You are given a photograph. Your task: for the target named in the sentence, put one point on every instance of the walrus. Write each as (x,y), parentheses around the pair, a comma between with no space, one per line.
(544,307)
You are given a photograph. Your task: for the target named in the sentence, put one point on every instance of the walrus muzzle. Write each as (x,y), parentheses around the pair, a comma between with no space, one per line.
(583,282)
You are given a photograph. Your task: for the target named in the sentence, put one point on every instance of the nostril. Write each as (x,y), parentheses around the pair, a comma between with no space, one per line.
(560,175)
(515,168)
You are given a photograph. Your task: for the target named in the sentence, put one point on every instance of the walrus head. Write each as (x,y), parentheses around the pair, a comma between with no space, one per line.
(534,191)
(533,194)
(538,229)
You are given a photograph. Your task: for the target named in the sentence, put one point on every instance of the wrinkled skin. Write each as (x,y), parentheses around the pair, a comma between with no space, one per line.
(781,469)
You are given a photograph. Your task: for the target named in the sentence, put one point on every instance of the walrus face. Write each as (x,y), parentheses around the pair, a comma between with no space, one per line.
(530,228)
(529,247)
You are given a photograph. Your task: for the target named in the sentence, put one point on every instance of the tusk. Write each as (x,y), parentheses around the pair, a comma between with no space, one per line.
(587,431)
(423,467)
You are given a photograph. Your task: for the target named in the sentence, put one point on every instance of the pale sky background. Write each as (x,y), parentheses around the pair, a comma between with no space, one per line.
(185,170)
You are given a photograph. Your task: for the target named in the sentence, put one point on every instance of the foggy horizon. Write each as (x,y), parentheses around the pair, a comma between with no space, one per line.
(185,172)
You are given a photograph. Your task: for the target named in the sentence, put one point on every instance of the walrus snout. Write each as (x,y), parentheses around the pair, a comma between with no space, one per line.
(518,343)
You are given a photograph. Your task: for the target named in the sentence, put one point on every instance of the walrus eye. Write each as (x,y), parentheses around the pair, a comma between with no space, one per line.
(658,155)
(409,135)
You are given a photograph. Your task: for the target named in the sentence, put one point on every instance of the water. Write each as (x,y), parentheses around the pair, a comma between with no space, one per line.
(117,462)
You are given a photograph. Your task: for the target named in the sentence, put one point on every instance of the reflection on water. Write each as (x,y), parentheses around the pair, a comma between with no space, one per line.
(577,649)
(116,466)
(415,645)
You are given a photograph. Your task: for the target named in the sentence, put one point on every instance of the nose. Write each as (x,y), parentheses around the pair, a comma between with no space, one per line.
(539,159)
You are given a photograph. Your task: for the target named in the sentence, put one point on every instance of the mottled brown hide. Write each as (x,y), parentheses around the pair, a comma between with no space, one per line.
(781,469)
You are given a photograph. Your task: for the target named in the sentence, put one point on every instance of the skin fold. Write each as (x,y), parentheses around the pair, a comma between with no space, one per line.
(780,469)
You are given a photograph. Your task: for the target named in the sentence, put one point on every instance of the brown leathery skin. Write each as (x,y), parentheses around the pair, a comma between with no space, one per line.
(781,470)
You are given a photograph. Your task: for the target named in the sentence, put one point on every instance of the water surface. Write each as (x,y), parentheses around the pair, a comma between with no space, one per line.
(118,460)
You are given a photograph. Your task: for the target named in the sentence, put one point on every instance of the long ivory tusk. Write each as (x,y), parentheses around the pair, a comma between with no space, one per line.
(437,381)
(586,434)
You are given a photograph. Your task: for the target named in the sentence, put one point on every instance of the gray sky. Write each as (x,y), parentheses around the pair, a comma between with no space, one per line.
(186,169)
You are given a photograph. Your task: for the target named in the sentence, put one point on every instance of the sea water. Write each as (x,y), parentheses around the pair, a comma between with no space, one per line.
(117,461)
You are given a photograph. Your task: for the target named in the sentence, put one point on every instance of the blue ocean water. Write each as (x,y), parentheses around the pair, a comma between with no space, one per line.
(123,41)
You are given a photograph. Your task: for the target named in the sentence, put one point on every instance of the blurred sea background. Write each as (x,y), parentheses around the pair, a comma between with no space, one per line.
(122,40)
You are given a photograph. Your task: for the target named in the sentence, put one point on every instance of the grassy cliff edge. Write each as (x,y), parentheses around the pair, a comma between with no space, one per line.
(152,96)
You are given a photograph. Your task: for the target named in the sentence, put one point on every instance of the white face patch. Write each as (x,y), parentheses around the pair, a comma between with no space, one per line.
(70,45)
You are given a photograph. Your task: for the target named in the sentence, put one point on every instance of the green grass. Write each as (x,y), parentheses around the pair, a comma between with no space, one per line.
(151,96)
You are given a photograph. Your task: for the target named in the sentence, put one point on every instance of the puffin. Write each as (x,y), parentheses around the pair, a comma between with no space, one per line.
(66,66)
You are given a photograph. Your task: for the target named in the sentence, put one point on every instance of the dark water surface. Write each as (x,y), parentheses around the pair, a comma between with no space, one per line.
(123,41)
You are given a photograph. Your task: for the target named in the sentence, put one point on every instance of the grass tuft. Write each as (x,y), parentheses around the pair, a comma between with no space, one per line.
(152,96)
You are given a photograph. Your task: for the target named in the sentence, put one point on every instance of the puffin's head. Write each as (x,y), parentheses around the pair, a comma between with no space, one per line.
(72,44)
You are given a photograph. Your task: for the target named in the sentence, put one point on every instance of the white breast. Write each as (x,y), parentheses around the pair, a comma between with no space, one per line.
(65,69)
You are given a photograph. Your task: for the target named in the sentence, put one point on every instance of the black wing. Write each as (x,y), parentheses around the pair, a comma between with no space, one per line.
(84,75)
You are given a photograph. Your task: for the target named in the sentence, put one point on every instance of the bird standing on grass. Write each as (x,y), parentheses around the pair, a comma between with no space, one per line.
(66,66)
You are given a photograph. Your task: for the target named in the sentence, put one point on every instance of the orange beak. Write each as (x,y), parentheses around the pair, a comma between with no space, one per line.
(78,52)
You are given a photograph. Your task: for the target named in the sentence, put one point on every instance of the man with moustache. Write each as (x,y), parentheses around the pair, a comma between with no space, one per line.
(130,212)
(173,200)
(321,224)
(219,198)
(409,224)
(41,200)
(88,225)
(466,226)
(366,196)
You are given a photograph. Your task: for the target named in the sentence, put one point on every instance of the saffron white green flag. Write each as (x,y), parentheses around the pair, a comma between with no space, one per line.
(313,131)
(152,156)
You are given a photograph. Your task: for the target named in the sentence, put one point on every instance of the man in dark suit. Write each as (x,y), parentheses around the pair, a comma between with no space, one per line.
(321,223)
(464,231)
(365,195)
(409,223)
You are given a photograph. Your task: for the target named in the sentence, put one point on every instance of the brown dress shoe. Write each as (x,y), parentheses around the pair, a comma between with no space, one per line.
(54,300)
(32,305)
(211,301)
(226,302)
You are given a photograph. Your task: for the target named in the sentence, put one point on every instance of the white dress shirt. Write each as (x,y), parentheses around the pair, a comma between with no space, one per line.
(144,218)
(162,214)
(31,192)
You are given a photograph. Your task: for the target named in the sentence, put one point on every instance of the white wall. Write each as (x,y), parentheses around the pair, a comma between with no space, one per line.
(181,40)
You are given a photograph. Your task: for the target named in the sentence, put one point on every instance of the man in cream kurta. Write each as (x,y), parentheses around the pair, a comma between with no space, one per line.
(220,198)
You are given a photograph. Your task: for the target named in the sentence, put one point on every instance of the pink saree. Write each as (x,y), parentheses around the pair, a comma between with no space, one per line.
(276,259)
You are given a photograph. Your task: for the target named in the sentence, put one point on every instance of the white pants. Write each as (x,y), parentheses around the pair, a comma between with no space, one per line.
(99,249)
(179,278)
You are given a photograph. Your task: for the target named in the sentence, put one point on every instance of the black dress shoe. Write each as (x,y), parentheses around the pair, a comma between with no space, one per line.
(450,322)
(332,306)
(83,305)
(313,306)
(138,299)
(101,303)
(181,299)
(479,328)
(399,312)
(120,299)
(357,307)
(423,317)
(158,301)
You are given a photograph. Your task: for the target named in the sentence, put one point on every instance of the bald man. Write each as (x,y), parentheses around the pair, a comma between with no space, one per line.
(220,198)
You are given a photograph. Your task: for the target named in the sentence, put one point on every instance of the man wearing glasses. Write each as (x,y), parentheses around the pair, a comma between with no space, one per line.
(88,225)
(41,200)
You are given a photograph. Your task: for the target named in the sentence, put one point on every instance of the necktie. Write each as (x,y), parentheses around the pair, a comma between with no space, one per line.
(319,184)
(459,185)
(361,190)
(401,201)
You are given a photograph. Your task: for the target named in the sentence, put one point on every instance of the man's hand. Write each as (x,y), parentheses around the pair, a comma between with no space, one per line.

★ ★ ★ ★ ★

REQUIRED TASK
Starting at the row that contains "of the pink" and ending with the last row, write those rows out again with the requests included, and raise every coordinate number in the answers by 67.

RESPONSE TO THIS EXERCISE
You are given a photograph. Your task: for the target named in the sentence, put one point on every instance of the pink saree. Write each as (x,y), parentheses around the pair, a comma between with no space, one per line.
(343,326)
You are given a photograph. Your task: for the target named in the sentence, put one point on every instance of the white pants. Write each as (x,y), parentheses around the pair, a comma between with no space, one per line.
(166,316)
(246,345)
You are given a photograph. Your task: for the target named in the sentence, put one point on every instance of the black dress shoe. Write each as (x,y), parentheses around the pair, a comma between with no space, one per line.
(517,389)
(399,373)
(150,372)
(380,373)
(205,366)
(168,370)
(248,366)
(546,395)
(466,379)
(187,366)
(424,374)
(490,384)
(225,368)
You are given a photograph. Your task: for the target named in the sentence, put one point on every instance of the bald man. Write each as (x,y), parentheses around the pair, a comma between with no space, one per line.
(287,265)
You are given a photograph. Your task: for the target named in the sentence, put one point on every instance of the man wearing glasses. Write each as (x,y), parentheses around the pair, a comma between with no space, one per line.
(155,292)
(108,267)
You are given a photograph. Your task: for the target named in the sentence, put one point on every instance of the necktie. Write each as (x,y), parentheses around the pair, a comma between with no space, one per line.
(386,251)
(526,252)
(428,257)
(468,268)
You are given a photograph. Your task: for the target named in the sentence, put one point on every instance of the man's hand. Write each as (x,y), parentheses around the pair, a comma between with no space, one per line.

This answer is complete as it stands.